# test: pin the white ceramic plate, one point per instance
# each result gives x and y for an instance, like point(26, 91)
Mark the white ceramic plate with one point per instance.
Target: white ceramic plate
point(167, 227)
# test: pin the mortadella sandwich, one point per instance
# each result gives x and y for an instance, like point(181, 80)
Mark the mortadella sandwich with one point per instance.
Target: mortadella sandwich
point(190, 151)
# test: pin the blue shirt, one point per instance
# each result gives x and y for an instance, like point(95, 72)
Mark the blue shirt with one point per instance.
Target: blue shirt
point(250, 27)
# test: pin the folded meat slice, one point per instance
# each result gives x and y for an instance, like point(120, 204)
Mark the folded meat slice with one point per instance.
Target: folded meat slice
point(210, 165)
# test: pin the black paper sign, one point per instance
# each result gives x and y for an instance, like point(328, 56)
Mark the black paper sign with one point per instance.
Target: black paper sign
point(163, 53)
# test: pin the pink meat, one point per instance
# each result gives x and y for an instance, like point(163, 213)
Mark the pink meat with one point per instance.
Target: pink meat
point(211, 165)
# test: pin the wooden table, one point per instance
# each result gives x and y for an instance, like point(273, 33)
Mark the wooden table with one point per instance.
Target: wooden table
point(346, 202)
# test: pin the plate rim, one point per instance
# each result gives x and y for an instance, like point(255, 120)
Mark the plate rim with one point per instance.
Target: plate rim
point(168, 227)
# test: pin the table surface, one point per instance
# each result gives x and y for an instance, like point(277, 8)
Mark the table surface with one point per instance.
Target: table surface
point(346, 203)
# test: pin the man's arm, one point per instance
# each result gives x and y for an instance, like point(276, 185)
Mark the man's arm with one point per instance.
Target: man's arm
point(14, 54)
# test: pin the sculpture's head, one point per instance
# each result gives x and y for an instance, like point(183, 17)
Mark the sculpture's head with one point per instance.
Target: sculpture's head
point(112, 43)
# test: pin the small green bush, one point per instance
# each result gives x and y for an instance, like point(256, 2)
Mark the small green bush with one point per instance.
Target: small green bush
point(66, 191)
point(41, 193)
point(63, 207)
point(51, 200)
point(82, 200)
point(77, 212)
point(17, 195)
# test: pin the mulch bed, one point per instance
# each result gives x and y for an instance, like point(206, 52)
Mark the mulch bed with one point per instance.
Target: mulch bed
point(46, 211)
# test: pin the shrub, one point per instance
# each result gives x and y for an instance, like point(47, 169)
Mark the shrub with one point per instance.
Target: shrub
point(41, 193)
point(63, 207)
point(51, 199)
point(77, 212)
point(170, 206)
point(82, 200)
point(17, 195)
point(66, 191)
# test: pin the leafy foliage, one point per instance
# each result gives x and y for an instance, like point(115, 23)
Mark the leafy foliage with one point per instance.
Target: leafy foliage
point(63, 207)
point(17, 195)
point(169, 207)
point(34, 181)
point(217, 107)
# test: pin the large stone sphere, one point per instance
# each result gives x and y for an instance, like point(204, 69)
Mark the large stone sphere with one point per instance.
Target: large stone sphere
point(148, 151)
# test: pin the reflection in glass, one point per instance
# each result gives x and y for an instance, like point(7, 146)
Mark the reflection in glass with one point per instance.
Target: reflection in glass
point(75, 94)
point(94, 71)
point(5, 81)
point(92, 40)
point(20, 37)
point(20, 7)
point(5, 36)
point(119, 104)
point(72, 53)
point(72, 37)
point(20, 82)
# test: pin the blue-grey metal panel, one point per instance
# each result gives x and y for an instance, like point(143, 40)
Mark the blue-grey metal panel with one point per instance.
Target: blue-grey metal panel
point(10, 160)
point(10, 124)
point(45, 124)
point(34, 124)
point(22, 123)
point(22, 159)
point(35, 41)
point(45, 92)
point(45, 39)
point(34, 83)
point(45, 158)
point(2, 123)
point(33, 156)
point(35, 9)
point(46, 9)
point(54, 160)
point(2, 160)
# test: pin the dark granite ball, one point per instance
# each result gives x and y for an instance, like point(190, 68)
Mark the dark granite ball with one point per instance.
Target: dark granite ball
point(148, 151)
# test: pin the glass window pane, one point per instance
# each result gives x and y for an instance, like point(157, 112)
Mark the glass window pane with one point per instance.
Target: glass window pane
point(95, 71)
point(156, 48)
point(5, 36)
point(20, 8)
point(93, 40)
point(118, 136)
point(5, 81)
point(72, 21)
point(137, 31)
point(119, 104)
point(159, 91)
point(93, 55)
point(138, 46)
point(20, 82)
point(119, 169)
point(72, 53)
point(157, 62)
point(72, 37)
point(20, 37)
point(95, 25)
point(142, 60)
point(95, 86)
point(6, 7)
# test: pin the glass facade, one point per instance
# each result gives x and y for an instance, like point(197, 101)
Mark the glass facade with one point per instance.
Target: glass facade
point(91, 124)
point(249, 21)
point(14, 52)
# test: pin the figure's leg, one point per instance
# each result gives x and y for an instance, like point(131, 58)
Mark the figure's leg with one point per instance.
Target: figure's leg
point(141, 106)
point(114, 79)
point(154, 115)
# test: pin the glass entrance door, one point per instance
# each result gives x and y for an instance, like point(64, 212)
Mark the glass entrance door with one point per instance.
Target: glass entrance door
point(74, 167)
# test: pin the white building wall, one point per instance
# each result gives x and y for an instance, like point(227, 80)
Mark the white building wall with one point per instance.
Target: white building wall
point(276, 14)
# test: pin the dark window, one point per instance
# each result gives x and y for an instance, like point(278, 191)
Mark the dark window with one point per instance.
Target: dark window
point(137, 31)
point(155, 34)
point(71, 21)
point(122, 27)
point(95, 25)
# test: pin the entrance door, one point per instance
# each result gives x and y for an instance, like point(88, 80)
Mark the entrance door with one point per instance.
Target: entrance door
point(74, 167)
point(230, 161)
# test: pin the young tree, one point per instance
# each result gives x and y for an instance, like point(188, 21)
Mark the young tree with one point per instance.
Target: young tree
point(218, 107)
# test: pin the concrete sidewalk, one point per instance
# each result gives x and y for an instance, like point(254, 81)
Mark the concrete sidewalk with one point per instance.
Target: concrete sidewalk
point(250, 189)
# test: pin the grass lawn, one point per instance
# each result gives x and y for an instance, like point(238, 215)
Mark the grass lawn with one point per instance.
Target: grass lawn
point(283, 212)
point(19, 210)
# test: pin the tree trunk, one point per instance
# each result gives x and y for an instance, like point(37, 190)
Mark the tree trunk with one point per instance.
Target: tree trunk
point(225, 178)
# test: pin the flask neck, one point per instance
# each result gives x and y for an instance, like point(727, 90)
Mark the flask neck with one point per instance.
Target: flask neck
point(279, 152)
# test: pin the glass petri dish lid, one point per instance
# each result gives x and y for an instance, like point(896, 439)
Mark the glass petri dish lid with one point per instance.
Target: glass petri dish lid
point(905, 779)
_____
Task to carry out: Transcribe the records above exactly, beginning at the line that contains "# test: pin the leafy" and ending with the line that contains "Mark the glass window", both included, and nothing else.

Answer to the exercise:
# test: pin the leafy foliage, one point per instance
# each result gives x and y for an instance, like point(115, 23)
Mark the leafy foliage with one point per instance.
Target: leafy foliage
point(63, 207)
point(17, 195)
point(169, 207)
point(34, 181)
point(217, 107)
# test: pin the large stone sphere, one point per instance
# each result gives x and y for an instance, like point(204, 69)
Mark the large stone sphere with one point per instance.
Target: large stone sphere
point(148, 151)
# test: pin the reflection in glass, one point per instance
# each result gives x and y for an instance, like point(7, 146)
Mark the reflection in glass with one point per instance.
Target: reflection in glass
point(75, 94)
point(94, 71)
point(5, 81)
point(92, 40)
point(20, 37)
point(20, 7)
point(5, 36)
point(119, 104)
point(72, 53)
point(72, 37)
point(20, 82)
# test: pin the blue-grey metal panel, one point per instance
# each result gives x and y for an instance, like point(143, 40)
Mark the blue-grey metal panel with one point per instance.
Target: blue-grey metal panel
point(10, 160)
point(10, 124)
point(45, 124)
point(34, 124)
point(22, 123)
point(22, 159)
point(35, 41)
point(45, 92)
point(45, 39)
point(34, 83)
point(45, 158)
point(2, 123)
point(33, 156)
point(35, 9)
point(46, 9)
point(54, 160)
point(2, 160)
# test: pin the dark granite ball, one point per instance
# each result gives x and y for an instance, like point(190, 68)
Mark the dark granite ball with one point per instance.
Target: dark granite ball
point(148, 151)
# test: pin the glass window pane, one point per instance
# each result gives x and y for an instance, like point(157, 112)
Mark the glass window pane with one point per instance.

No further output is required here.